__WHAT YOU HAVE TO DO__: Rewrite the lines below, beginning with the line that contains "Where can you spot the glass" and going on through the last line, substituting "Mark" for each "Annotate" and leaving everything else unchanged.

____ RECORDS FOR THE EXERCISE

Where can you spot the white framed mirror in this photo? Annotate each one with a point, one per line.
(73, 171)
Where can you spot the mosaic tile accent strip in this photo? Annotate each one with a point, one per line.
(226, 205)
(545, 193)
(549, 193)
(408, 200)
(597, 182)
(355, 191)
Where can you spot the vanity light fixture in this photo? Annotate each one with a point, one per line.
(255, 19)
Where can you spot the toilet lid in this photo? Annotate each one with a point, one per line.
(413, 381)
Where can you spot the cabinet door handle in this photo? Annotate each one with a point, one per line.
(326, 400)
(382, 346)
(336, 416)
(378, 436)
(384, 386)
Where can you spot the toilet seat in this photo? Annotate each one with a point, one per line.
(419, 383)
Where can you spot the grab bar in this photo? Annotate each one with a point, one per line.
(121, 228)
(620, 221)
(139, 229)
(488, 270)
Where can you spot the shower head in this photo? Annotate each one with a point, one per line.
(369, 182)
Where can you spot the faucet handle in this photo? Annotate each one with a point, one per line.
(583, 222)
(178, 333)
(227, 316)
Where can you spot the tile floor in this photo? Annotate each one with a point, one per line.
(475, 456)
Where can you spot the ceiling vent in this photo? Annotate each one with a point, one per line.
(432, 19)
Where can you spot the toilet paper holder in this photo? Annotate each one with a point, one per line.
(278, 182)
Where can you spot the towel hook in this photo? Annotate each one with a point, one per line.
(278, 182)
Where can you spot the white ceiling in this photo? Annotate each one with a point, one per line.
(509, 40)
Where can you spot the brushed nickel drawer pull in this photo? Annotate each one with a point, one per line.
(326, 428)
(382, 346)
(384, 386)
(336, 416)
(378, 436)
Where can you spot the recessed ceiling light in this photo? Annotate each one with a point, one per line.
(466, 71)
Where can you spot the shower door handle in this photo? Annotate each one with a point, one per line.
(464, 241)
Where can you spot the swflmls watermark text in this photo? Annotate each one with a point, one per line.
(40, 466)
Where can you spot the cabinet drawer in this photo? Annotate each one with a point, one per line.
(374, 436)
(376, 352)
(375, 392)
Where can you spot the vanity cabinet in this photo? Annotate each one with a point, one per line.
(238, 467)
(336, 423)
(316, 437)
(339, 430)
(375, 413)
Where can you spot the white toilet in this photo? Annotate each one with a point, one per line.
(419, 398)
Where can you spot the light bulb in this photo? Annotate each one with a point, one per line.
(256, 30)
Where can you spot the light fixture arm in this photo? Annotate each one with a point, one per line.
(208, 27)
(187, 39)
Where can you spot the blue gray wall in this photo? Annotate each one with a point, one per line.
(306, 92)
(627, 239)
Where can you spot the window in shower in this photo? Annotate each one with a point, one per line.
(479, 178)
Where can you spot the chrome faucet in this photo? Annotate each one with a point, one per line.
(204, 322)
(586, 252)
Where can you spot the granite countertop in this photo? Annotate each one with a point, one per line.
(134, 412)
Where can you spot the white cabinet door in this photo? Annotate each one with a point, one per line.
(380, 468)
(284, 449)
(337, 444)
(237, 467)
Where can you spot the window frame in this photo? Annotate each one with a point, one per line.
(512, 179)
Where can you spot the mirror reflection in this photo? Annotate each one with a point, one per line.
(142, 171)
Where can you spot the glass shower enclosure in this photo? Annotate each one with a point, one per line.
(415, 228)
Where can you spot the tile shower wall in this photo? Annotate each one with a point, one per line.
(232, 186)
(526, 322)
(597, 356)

________

__THE COMPLETED TASK__:
Where can you spot the glass shower enclosure in this photo? Mark each one with a point, one per line.
(415, 228)
Where can you spot the tile shower wall in this photo? Mark each one with a point, one per line.
(232, 186)
(526, 322)
(597, 356)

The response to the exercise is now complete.